# WRITTEN INSTRUCTION:
Quote the whole listing word for word, please.

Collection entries
*-*-*

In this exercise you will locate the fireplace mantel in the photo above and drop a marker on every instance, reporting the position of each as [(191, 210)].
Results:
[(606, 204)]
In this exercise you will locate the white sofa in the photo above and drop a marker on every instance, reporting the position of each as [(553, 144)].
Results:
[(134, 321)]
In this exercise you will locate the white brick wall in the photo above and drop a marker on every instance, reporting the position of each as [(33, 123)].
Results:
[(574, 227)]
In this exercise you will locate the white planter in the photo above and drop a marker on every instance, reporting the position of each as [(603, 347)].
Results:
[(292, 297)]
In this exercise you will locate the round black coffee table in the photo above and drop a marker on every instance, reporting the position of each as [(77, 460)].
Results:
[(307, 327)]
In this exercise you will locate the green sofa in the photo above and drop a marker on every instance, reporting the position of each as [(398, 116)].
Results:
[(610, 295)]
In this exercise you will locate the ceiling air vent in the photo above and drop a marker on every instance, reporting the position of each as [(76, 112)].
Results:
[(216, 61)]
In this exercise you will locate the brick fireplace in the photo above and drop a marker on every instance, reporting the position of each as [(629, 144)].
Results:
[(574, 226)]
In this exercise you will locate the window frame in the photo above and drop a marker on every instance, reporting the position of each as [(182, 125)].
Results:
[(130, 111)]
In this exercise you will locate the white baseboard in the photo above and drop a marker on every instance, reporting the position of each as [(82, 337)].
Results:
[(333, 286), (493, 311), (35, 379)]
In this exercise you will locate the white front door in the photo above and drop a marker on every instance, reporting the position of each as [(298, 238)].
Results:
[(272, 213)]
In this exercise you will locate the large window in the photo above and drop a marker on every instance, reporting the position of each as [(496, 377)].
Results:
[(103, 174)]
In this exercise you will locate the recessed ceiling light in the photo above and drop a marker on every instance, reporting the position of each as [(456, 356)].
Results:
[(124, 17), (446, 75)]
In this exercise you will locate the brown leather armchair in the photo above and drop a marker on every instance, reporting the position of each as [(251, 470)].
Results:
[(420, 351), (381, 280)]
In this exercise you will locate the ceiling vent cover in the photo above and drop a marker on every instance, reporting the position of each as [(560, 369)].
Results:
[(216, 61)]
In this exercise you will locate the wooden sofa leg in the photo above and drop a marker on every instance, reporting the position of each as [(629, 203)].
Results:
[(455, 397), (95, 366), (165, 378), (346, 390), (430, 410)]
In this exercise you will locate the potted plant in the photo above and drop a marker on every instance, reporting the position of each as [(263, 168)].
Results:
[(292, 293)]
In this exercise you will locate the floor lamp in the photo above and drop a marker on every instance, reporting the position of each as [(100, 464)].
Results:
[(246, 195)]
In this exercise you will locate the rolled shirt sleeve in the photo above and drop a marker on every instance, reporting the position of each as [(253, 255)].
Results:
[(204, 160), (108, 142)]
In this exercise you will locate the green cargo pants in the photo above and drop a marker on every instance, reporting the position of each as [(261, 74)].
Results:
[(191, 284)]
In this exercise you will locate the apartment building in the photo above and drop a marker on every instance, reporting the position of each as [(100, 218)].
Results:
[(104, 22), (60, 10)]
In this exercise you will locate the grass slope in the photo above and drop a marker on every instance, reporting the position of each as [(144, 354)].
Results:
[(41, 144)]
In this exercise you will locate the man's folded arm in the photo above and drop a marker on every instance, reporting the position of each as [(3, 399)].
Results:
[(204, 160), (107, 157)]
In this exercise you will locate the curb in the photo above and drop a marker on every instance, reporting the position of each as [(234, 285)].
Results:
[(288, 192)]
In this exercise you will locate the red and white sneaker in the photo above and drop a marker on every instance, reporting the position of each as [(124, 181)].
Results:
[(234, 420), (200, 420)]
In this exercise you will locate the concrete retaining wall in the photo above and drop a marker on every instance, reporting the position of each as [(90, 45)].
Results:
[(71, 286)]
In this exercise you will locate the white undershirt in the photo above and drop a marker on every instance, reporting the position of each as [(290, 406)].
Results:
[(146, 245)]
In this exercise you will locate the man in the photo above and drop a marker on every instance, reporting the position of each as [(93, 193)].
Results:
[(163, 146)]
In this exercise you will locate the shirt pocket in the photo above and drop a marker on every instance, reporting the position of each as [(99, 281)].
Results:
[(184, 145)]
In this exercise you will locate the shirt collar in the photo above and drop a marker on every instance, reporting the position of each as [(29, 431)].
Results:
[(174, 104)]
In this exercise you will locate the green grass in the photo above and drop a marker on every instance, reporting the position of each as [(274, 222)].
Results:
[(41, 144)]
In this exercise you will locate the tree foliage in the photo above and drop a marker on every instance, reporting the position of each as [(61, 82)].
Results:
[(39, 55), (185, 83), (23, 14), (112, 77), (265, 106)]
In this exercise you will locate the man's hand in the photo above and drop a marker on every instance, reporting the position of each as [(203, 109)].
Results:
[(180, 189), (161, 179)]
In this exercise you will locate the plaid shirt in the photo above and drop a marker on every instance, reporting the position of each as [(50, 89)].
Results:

*-*-*

# COMPLETE OUTPUT:
In this exercise you will locate the fireplace mantel in the photo above and drop a marker on every instance, reporting the position of each as [(191, 210)].
Results:
[(606, 204)]
In this exercise you will locate the white sofa in the photo above and drop a marker on every instance, reporting the position of each as [(553, 144)].
Results:
[(134, 321)]
In this exercise you will locate the white brick wall in the photo above and drop a marker on every instance, reporting the position of each as [(33, 123)].
Results:
[(574, 227)]
In this exercise you will locate the white planter in the photo above and drop a marker on every instance, reporting the position of each as [(603, 347)].
Results:
[(292, 297)]
In this exercise you will locate the round black coffee table in the photo above and drop a marker on every instance, reporting the position of each as [(77, 460)].
Results:
[(307, 327)]
In this exercise you will locate the green sofa in the photo above and drop a marker on every instance, reporting the position of each as [(398, 116)].
Results:
[(610, 295)]
In this exercise you will locate the ceiling air vent in the photo above and drop a marker on every instance, reporting the position of each as [(76, 112)].
Results:
[(216, 61)]
In this exercise you will locate the brick fireplace in the photo above and drop a marker on every instance, reporting the position of each as [(629, 144)].
Results:
[(574, 226)]
In this exercise you will locate the window frame in the photo above and drop a marker on every instance, reporting the position of each as [(182, 125)].
Results:
[(130, 111)]
In this exercise you will locate the white baseboard in the photo above and drop a marker on every instance, reporting the position of each as [(82, 337)].
Results:
[(333, 286), (493, 311), (35, 379)]
In this exercise you will locate the white front door in the photo above and drop a marker on every instance, reporting the position of each as [(298, 238)].
Results:
[(272, 213)]
In this exercise you will locate the large window in the photo above and drop a marker on every instance, reporting the position of each as [(496, 377)].
Results:
[(103, 174)]
In this exercise you will locate the recessed ceiling light in the photo above and drop a marker on every instance, reporting the position of each as [(456, 356)].
Results:
[(124, 17), (446, 75)]
In this exercise you will locate the brown leather armchair in the photo above and drop a marker on every instance, reporting the position of each as [(251, 470)].
Results:
[(420, 351), (381, 280)]
In this exercise you will locate the ceiling vent cover in the photo above and drop a marker on every instance, reporting the position of each as [(560, 369)].
Results:
[(216, 61)]
In this exercise you will locate the wooden sofa leg in the photo above and drop a marker on every instance, reporting the position of each as [(629, 203)].
Results:
[(455, 397), (95, 366), (165, 378), (346, 390), (430, 410)]
In this exercise you will locate the potted plant in the photo above and drop a marker on every instance, reporting the position of each as [(263, 168)].
Results:
[(292, 293)]
In this exercise you will locate the floor lamp in the photo above and drop a marker on every instance, reporting the position of each as [(100, 464)].
Results:
[(246, 195)]
In this exercise you will locate the rolled shirt sleeve in the photo above and drop a marker on every instance, reporting the position of each as [(253, 255)].
Results:
[(204, 160), (108, 142)]
In this exercise you will locate the green cargo pants in the photo above and drop a marker on every instance, reporting the position of each as [(261, 74)].
Results:
[(191, 284)]
In this exercise you will locate the apartment building in the photo above and drop a marker on every instance, reporting the position of each as [(100, 218)].
Results:
[(104, 22), (60, 10)]
In this exercise you will locate the grass slope in the photo above and drop a marker on every instance, reporting the position of each as [(144, 354)].
Results:
[(41, 144)]
In this exercise you will locate the man's folded arm in the photo above and drop a marker on every instance, reporting the position of each as [(3, 399)].
Results:
[(204, 160), (107, 157)]
In this exercise you will locate the curb in the photo above and drop a marker on every instance, reporting the position of each as [(234, 285)].
Results:
[(288, 192)]
In this exercise you will locate the red and white sneaker in the photo above and drop a marker on every instance, reporting the position of each as [(124, 181)].
Results:
[(234, 420), (200, 420)]
In this exercise you will locate the concrete retaining wall in the photo above and drop a marker on every instance, reporting the position of each as [(90, 45)].
Results:
[(71, 286)]
In this exercise you will locate the white undershirt in the photo above and drop a marker on every instance, reporting the position of each as [(290, 406)].
Results:
[(146, 245)]
In this exercise you will locate the man in the photo above and drop a marker on every instance, reporting the position of each as [(93, 193)].
Results:
[(163, 146)]
In this exercise you will locate the shirt pocket in the photo above and drop a marker on every instance, reporting the position of each as [(99, 281)].
Results:
[(184, 145)]
In this exercise you will locate the shirt collar in the photo above and drop a marker on every instance, reporting the position of each as [(29, 431)].
Results:
[(174, 104)]
In this exercise you will locate the green grass in the photo above and drop a marker on every instance, reporting the position of each as [(274, 222)].
Results:
[(41, 144)]
In this exercise you will locate the tree foliage in the photo above and drop a marker on every instance, reporting the position of each as [(61, 82)].
Results:
[(39, 55), (185, 83), (23, 14), (112, 77), (265, 106)]
In this exercise you will locate the man's hand in the photo above and drop a marker on every instance, reporting the position of each as [(203, 109)].
Results:
[(180, 189), (161, 179)]
In this exercise you will locate the plaid shirt in the photo above and drop a marker on every instance, reporting the position of each as [(50, 89)].
Results:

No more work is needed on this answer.